* START Data lines *

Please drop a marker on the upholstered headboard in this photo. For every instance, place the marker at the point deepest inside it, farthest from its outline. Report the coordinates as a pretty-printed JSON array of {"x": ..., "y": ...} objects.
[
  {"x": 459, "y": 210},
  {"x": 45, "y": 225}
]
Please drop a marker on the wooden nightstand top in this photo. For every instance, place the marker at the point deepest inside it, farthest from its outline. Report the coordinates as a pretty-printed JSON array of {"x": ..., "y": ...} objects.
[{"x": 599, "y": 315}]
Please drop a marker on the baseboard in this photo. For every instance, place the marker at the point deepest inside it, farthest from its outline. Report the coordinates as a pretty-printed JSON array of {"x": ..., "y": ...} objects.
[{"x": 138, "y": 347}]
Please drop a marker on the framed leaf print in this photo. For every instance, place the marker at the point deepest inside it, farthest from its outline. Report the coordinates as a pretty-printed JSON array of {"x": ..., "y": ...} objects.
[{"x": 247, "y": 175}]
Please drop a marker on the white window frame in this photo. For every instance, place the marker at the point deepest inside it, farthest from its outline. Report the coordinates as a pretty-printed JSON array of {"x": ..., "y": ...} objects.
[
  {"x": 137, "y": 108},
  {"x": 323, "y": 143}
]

* END Data lines *

Set exercise: From the preceding material, extract every line exactly.

Full answer:
Please drop a marker on the upholstered headboard in this photo. For every instance, place the marker at the point deepest inside it, farthest from its outline. Report the coordinates as a pretty-printed JSON array of {"x": ..., "y": ...} objects.
[
  {"x": 459, "y": 210},
  {"x": 45, "y": 225}
]
Please drop a marker on the wooden nightstand top in this photo. For every instance, place the marker at the point deepest inside it, farthest from its outline. Report the coordinates as a pretty-printed JSON array of {"x": ..., "y": ...} objects.
[{"x": 599, "y": 315}]
Please drop a marker on the baseboard in this photo. For every instance, place the marker at the point deepest inside it, farthest from its outline. Report the coordinates as a pretty-printed JSON array of {"x": ..., "y": ...} objects.
[{"x": 138, "y": 347}]
Please drop a marker on the framed leaf print in this photo. For every instance, place the marker at the point deepest inside it, farthest from its outline. Report the coordinates as a pretty-printed JSON array of {"x": ..., "y": ...} objects.
[{"x": 247, "y": 175}]
Please drop a marker on the white window frame in this photo. For every instance, place the marker at the point deepest inside it, farthest from its outline. Report the coordinates as a pretty-printed JSON array of {"x": ..., "y": ...} objects.
[
  {"x": 137, "y": 108},
  {"x": 323, "y": 143}
]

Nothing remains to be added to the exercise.